[Selected extract]
----
Sunday, September 15, 2019

Fourteenth Sunday after Pentecost

Luke 15
Now the tax collectors and sinners were all gathering around to hear Jesus. 2 But the Pharisees and the teachers of the law muttered, “This man welcomes sinners and eats with them.”
3 Then Jesus told them this parable: 4 “Suppose one of you has a hundred sheep and loses one of them. Doesn’t he leave the ninety-nine in the open country and go after the lost sheep until he finds it? 5 And when he finds it, he joyfully puts it on his shoulders 6 and goes home. Then he calls his friends and neighbors together and says, ‘Rejoice with me; I have found my lost sheep.’ 7 I tell you that in the same way there will be more rejoicing in heaven over one sinner who repents than over ninety-nine righteous persons who do not need to repent.
8 “Or suppose a woman has ten silver coins[a] and loses one. Doesn’t she light a lamp, sweep the house and search carefully until she finds it? 9 And when she finds it, she calls her friends and neighbors together and says, ‘Rejoice with me; I have found my lost coin.’ 10 In the same way, I tell you, there is rejoicing in the presence of the angels of God over one sinner who repents.”


There is a certain sadness that comes with the end of summer.

Maybe sadness is too strong a word. Maybe I should say longing, or loss—a sense that something has passed and will not return—until next summer, of course. But we still have summer memories, stories to share, and books that finally made it off the shelf.

In fact, this summer I tried a new approach to reading. Rather than pick from the “I guess I better read this” selection on the shelf, I decided to read only books I found at the dollar store. Call it my frugal homage to summer reading—and the surprizing titles I found along the way.

First, a work of fiction—Patricia Bracewell’s “The Prince of Blood”—an historical novel set at the end of Anglo-Saxon England. Queen Emma is at the centre of a tangled web of characters, including King Æthelred (yes, that Æthelred) and her brood of children and step-children.

Next up was Antonia Fraser’s book “Perilous Question: The Drama of the Great Reform Bill 1832,” a work that’s not just for nineteenth century parliamentary history nerds, but the general reader too. Everything that is currently happening across the pond—a nation divided, a bitter fight at Westminster, and a sense that the monarch is getting dragged into this mess—happened in 1832. And everything turned out alright.

Finally, I read David Alexrod’s autobiography called “Believer: My Forty Years in Politics.” Axelrod begins as a cub reporter in the tangled world of Chicago politics, then starts running political campaigns, and eventually advises a young community organizer and part-time law professor who would become the 44th President of the United States. Along the way, you discover that Obama (and Axelrod) must live in the tension between high idealism and the vexing choices a candidate (and then a president) must make.

Back to sadness, the book describes some of the seeds of the current mess south of the border (the Tea Party appears midway through the book) and the sense that something has been lost—a deep respect for the office of president, an administration with a sense of history (Dr. King looms large as a touchstone), and the common decency that was present just three years ago.

Loss is a strange thing—it can appear from nowhere, and sting with a sense that it exists outside of time and reason. Things that you didn’t know you were missing can press in on you, making themselves known and pushing aside everything in its path. It involves people, of course, but loss can include circumstances and settings, times past, and a “world” that is gone and feels like it may never return.
----
[Written tasks]
1: Answer these from the Sunday reflection:
(a) How many silver coins does the woman in the parable have?
(b) Where did the writer get the books read this summer?
(c) What year does Antonia Fraser's book cover?
2: Copy out the part of the Sunday reflection between "In fact, this" and "along the way.", inclusive.
Rely only on what the Sunday reflection says.
----
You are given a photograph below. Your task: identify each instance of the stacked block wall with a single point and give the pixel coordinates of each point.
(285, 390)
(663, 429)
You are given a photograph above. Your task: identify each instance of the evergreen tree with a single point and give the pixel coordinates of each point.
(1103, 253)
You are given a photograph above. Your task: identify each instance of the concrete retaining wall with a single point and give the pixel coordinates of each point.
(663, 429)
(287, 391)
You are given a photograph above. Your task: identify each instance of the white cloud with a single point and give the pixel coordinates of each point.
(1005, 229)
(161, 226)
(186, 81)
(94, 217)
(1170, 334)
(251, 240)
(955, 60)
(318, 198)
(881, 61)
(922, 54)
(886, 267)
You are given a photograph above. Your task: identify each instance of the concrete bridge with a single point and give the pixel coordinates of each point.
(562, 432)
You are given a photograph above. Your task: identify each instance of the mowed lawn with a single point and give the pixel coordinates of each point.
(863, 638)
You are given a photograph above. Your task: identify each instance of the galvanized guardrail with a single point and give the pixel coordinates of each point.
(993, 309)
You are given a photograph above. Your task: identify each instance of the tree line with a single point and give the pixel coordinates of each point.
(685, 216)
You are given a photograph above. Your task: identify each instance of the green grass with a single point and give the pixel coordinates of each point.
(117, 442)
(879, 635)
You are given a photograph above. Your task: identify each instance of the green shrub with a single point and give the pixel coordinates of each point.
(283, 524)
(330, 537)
----
[Answers for the tasks]
1:
(a) Ten
(b) At the dollar store
(c) 1832

2:
In fact, this summer I tried a new approach to reading. Rather than pick from the “I guess I better read this” selection on the shelf, I decided to read only books I found at the dollar store. Call it my frugal homage to summer reading—and the surprizing titles I found along the way.